-- begin Records supplied --
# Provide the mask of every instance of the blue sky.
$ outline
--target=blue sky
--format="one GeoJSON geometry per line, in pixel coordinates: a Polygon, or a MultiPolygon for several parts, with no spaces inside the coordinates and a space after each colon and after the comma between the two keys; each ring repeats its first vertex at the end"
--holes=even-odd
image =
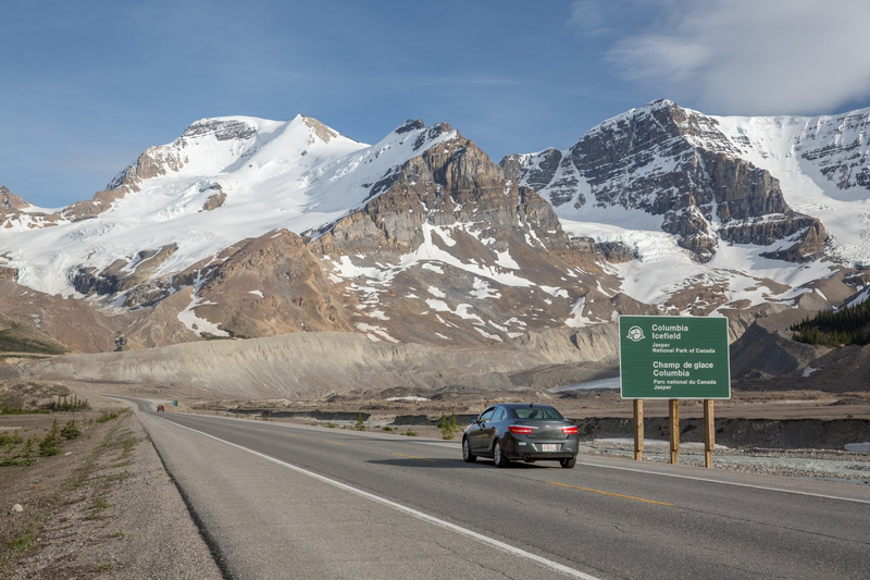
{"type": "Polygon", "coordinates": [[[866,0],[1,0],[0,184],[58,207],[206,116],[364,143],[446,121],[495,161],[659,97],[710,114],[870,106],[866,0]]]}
-- end Records supplied --
-- begin Records supplied --
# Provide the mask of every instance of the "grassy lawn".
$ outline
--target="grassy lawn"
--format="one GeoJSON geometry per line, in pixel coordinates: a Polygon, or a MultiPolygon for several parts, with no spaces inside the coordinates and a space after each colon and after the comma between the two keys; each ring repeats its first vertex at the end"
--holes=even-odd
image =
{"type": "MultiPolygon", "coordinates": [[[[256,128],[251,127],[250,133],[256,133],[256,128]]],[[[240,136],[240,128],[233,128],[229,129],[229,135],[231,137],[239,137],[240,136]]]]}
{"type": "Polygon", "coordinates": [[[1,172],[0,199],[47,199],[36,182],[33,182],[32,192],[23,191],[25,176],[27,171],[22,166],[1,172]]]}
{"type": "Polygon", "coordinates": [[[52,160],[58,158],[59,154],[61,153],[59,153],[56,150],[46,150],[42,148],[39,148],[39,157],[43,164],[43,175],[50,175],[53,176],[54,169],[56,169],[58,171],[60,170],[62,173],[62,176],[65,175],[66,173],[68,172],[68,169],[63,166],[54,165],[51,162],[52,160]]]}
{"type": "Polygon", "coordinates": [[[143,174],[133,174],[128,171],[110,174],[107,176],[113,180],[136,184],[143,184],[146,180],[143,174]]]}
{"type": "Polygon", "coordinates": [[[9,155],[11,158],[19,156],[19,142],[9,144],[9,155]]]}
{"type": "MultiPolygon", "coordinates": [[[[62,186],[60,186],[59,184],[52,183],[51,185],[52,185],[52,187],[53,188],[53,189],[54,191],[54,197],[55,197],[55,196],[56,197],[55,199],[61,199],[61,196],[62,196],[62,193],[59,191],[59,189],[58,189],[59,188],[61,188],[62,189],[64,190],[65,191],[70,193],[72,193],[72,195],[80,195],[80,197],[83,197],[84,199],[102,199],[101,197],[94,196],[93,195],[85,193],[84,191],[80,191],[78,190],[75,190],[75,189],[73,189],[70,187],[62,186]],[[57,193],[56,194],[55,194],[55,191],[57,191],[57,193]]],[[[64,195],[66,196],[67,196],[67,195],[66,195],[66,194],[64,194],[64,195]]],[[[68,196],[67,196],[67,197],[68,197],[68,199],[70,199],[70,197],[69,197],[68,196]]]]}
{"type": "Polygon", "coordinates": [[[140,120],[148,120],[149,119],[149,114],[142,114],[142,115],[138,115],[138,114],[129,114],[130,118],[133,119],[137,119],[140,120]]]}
-- end Records supplied --
Problem statement:
Please update the listing from the line containing "# Provide the mask of every instance of the blue" through the line containing "--target=blue sky" by changing "blue sky" to "clear sky", and return only those lines with nothing else altered.

Output below:
# Provide the mask of every instance of the clear sky.
$ outline
--target=clear sky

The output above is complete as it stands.